> _SET EXERCISE_
Find the line that contains "Note: for this drill we locate the group". Then set down that line and all the lines after it, to the end of the records, exactly and with nothing added.

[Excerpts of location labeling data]
-------------------------

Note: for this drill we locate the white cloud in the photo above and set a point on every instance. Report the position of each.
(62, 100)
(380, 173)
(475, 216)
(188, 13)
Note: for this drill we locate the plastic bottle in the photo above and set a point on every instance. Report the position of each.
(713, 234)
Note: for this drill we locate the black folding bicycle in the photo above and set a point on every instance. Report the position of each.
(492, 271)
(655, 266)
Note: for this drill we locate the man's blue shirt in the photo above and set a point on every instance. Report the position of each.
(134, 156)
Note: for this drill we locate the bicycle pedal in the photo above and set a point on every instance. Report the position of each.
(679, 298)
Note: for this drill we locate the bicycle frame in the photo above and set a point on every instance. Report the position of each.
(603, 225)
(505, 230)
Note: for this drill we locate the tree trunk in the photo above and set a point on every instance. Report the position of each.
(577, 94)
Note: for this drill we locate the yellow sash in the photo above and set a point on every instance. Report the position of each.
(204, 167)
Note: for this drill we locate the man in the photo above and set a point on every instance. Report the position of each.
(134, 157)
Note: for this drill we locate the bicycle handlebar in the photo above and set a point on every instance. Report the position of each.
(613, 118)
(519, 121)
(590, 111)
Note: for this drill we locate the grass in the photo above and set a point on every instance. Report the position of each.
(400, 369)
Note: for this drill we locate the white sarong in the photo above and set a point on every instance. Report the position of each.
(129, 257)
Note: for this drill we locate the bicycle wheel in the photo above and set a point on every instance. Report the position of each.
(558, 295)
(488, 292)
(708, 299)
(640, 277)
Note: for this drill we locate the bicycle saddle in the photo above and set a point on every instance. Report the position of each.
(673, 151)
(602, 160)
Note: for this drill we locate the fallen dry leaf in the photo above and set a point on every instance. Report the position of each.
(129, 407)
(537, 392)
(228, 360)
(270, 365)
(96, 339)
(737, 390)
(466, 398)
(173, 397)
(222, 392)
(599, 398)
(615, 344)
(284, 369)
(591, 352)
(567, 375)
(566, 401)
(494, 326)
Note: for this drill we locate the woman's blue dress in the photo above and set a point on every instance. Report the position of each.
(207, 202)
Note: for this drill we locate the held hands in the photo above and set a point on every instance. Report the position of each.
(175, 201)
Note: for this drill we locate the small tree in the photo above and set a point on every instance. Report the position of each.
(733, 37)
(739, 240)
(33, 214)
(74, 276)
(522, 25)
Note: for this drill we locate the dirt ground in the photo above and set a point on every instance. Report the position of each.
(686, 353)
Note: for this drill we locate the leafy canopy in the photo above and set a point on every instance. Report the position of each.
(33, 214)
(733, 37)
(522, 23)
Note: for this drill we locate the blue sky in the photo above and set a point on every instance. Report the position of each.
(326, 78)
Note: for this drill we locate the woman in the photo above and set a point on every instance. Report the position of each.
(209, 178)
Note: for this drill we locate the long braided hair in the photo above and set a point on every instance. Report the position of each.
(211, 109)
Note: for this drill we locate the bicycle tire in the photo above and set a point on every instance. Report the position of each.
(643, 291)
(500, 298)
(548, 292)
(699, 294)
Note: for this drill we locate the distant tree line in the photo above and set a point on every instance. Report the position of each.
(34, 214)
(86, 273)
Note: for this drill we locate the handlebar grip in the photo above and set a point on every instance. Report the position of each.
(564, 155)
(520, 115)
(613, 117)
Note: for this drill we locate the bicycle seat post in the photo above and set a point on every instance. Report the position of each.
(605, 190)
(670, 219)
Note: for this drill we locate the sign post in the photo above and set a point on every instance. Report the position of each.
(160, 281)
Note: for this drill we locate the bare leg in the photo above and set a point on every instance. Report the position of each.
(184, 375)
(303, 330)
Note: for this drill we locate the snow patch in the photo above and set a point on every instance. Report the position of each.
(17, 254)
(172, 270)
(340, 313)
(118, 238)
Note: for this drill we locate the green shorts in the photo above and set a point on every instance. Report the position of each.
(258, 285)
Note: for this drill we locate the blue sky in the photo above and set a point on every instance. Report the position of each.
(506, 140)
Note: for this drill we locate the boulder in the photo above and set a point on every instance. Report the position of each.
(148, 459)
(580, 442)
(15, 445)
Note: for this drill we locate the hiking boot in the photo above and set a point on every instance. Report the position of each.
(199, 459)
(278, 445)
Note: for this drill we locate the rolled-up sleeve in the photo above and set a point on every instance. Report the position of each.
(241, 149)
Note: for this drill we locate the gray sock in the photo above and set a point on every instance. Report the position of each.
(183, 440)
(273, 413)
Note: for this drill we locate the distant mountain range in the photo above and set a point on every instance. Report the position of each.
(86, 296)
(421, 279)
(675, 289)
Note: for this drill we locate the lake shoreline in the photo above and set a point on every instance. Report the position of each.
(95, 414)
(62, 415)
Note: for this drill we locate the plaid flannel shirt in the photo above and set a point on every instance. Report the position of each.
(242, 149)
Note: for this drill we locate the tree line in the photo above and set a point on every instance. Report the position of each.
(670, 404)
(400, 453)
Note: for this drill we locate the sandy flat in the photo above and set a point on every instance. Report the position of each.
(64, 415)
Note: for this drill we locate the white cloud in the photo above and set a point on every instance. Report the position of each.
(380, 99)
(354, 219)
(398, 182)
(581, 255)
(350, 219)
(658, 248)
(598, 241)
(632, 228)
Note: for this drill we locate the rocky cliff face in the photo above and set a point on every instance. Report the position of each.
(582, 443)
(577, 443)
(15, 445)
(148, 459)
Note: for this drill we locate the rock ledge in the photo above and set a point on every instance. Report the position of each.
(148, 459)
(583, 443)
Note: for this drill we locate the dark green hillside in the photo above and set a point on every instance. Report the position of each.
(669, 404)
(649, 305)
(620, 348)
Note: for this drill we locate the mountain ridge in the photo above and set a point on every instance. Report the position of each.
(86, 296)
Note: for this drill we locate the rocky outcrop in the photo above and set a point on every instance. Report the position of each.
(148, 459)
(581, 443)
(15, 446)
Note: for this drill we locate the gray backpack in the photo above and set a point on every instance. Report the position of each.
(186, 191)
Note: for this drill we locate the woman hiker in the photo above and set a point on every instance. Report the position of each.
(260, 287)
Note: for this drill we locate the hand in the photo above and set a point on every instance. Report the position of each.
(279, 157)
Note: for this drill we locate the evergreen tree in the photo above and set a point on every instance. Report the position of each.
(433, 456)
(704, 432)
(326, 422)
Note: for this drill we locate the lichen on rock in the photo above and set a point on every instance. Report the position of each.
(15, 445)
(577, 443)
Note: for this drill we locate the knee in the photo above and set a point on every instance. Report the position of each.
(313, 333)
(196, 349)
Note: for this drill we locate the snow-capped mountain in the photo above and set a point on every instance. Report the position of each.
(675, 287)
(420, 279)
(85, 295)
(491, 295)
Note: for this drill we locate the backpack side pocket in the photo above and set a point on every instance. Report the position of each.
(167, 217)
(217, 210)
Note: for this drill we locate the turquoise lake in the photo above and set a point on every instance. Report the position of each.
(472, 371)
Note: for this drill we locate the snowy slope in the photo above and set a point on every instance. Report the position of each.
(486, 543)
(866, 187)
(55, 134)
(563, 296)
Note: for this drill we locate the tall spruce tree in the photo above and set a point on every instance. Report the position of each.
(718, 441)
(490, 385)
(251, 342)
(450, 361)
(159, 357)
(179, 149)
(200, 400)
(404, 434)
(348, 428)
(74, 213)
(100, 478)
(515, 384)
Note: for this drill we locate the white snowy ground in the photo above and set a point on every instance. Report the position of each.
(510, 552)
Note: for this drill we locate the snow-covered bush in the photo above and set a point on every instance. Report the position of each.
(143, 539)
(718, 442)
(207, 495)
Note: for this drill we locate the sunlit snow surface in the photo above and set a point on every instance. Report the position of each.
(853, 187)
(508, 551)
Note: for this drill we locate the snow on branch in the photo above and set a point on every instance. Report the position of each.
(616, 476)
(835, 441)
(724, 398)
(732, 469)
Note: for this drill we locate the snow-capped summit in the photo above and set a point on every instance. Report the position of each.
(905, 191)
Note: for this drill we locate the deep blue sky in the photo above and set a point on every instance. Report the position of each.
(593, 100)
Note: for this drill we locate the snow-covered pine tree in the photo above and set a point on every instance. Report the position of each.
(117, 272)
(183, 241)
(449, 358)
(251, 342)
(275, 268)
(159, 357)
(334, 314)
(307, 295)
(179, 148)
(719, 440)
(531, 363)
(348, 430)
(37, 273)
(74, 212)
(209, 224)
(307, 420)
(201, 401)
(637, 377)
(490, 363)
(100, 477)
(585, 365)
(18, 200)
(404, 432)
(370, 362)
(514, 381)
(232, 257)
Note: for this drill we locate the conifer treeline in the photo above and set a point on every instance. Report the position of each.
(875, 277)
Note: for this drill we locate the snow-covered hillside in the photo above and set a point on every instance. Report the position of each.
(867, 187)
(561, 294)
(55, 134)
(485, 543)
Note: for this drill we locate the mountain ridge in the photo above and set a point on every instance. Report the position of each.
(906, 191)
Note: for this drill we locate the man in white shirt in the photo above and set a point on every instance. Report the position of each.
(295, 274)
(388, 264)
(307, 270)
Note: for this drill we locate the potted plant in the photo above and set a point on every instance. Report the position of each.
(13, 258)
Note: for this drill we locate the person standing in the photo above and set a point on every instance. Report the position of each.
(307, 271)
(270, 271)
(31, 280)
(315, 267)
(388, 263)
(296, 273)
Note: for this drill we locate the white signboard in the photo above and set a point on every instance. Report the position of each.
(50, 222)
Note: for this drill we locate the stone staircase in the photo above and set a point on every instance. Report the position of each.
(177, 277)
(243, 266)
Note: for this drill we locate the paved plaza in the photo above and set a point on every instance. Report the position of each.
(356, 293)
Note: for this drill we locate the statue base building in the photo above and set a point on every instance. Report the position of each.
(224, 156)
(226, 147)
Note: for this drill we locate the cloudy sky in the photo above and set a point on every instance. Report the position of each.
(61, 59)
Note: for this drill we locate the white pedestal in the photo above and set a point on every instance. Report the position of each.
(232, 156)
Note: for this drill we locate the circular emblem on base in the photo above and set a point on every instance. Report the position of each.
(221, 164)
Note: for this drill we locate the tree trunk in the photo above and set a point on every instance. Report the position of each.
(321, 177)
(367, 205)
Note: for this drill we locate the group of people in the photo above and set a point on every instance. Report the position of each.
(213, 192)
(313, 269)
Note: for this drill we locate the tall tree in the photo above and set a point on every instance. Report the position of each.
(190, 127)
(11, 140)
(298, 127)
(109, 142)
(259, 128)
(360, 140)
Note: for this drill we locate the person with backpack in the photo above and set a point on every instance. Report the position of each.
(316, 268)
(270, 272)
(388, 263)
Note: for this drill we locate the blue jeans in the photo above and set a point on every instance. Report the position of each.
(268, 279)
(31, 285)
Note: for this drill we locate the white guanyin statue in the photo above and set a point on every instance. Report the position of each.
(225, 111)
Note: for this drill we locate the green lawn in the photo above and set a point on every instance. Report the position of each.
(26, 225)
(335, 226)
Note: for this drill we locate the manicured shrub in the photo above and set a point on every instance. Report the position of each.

-------------------------

> _EXERCISE ANSWER_
Note: for this drill we locate the group of people in the photo above and set a point on every instance. Report the position of each.
(213, 192)
(313, 269)
Note: for this drill we locate the tall tree in the photo above and set a point on every instance. Report the position of each.
(190, 127)
(11, 140)
(298, 127)
(109, 142)
(259, 128)
(360, 140)
Note: for this drill we locate the person with backpack in the photo above and set a point on every instance. Report the position of each.
(316, 268)
(270, 272)
(388, 263)
Note: for this drill we locate the blue jeans in the photo above and set a point on every instance. Report the position of each.
(268, 279)
(31, 285)
Note: for this drill we locate the white guanyin statue in the photo above and set a point on every instance. Report the position of each.
(225, 111)
Note: for this drill we locate the green lawn in the photo above and set a point on every instance. Report the position of each.
(26, 225)
(335, 226)
Note: for this drill we locate the manicured shrub in the photo above and set a point on every instance. Report the position of each.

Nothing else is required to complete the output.